- [Direction A]:
Return every line of the records that contains the word "marker".

━━━

Talent, data, culture, and legacy systems are common obstacles holding back finance from becoming data-driven

It does not come as a surprise that the top two initiatives for finance leaders in our finance and accounting (F&A) research study in Exhibit 1 revolve around talent and data. Hiring and retaining talent persists as the Achilles’ Heel of many organizations. Further, the lack of centralized data governance prevents finance leaders from achieving their digital transformation goals. Most of the finance leaders attending the HFS roundtable emphasized the need for identifying and resolving talent and data issues as central to becoming a data-driven finance function.

Exhibit 1: Lack of talent and decentralized data are the top challenges for finance

Sample: 2022 survey, 207 finance and accounting executives, data less than 1% not shown
Source: HFS Research, 2022

Our delegates offered a wealth of stories of their challenges and experience with tackling them during the sessions. The following themes resonated strongly within the discussion.

#1. Lack of skilled finance talent

Although finance is the custodian of organization-wide data, they lack the skills to transform the data into forward-looking business insights. Further, fueling the talent challenge is the scarcity of this highly skilled talent.

Potential solutions discussed at the roundtable:

  • Create cross-functional finance teams of data, tech, and AI.
  • Provide career mapping for talent retention.
  • Use LinkedIn Learning for the self-upskilling of employees.
  • Recruit talent from new-age schools and better cost geography.

#2. Decentralization of data and data quality

Everything generates data; consequently, data has become the new corporate asset, and finance is the engine that generates the data. The key challenge is how to build the framework to mine this “gold” to generate insights.

Potential solutions discussed at the roundtable:

  • Implement quality control of underlying data.
  • Use data lakes as a single source.
  • Build proof points with smaller data sets.
  • Set up finance data hubs.

#3. Lack of support for change management

Finance’s resistance to moving from spreadsheets and a transactional mindset to agile methods of working has slowed the progress of the function going beyond cost and compliance enforcers.

Potential solutions discussed at the roundtable:

  • Champion inclusivity, training, and education.
  • Communicate and collaborate.
  • Share a purpose and vision.

#4. Spaghetti of legacy systems

Most organizations are buried under a history of acquisitions and legacy backbone systems that impede the adoption of modern operating models to become data driven.

Potential solutions discussed at the roundtable:

  • Cloudify data assets and systems.
  • Engage third-party service providers.
  • Leverage a broader partner ecosystem.
Best practices adopted by finance leaders to move the needle towards data-driven finance

The HFS study revealed that most finance organizations are still in the “early innings” of their journey toward becoming data-driven, and fewer than 1 in 4 consider themselves mature.

Exhibit 2: Only 25% of finance leaders claim they have achieved maturity in data-driven finance and are looking to more strategic uses of data

Sample: 2022 survey, 207 finance and accounting executives, data less than 1% not shown
Source: HFS Research, 2022

A quick poll of the organizations at the roundtable revealed a result similar to the study findings: only 18% considered themselves as having mature, data-driven finance functions. These were the recommendations from the roundtable attendees:

  • Your insights are only going to be as good as your data quality. Finance data quality and governance are critical to capturing value through analytics, digital, and other transformative opportunities. Advanced analytics and other data-enabling technologies are just a means to an end. These non-discriminating tools lead to value-driven answers only if your data quality is good and can inspire trust and confidence across the organization. Data to fuel an organization’s strategic initiatives must be more than readily available; it should also be of high quality and relevance.

━━━

- [Direction B]:
In the passage on data-driven finance, replace "spreadsheets" with "paper ledgers" throughout the stretch from "Finance’s resistance to" through "and compliance enforcers.", and give that stretch again.

━━━

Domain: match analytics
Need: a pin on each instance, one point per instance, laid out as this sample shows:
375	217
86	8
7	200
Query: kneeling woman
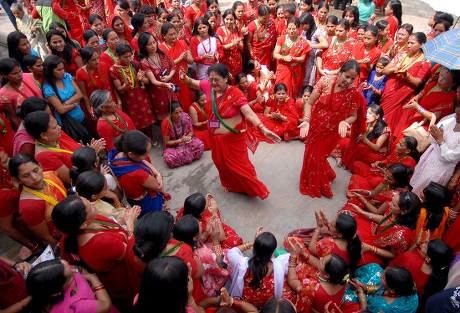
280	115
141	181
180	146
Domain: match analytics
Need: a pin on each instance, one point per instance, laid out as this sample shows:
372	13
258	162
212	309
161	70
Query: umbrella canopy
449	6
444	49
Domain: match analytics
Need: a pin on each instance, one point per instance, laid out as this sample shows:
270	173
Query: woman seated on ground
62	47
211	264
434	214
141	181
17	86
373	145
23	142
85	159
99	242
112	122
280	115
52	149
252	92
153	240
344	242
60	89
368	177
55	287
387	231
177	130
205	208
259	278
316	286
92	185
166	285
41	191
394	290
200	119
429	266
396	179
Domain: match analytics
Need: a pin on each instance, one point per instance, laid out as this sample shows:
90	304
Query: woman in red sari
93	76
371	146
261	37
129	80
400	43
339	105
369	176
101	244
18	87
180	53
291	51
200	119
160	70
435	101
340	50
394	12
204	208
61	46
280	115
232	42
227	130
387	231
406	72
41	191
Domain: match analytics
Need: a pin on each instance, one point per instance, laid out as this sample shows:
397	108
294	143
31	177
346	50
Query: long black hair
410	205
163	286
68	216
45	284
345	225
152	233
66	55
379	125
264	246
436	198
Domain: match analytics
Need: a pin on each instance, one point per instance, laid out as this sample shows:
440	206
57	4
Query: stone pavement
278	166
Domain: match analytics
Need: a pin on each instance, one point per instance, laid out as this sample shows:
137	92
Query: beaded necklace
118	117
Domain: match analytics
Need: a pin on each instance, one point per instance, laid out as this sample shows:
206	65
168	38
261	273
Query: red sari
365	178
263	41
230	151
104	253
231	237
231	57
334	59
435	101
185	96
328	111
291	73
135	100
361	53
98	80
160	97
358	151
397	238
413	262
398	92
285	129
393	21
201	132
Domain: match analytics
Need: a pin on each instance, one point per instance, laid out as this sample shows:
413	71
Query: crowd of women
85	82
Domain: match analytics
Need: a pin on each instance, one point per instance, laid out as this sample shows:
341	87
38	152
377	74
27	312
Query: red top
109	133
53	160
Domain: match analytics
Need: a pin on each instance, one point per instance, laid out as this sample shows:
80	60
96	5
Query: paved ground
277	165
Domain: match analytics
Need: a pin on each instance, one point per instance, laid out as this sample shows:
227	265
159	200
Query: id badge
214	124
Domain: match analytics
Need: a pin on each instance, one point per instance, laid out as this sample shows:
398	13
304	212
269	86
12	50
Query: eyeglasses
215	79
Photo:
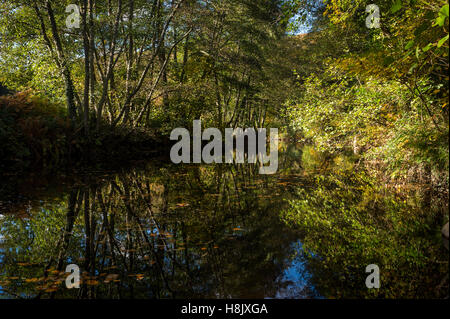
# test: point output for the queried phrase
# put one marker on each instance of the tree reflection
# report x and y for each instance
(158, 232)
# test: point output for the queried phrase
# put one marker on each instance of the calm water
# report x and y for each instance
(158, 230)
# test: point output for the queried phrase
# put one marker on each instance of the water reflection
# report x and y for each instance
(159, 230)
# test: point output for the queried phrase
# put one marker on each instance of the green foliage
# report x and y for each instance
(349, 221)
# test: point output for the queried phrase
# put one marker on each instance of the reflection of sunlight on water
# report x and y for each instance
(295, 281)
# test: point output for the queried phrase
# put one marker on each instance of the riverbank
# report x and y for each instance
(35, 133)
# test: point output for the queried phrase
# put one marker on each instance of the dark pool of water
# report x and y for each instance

━━━

- [Written reply A]:
# put one marker on each instance of the tree reflection
# put one marker on each instance of the calm water
# put one marker on each instance of the water reflection
# put one marker on each instance of the green foliage
# put one marker on each instance of the reflection of sunlight on water
# put one marker on each instance of the riverbank
# put one marker on each instance of the dark pool of water

- [Written reply B]:
Finance’s resistance to moving from paper ledgers and a transactional mindset to agile methods of working has slowed the progress of the function going beyond cost and compliance enforcers.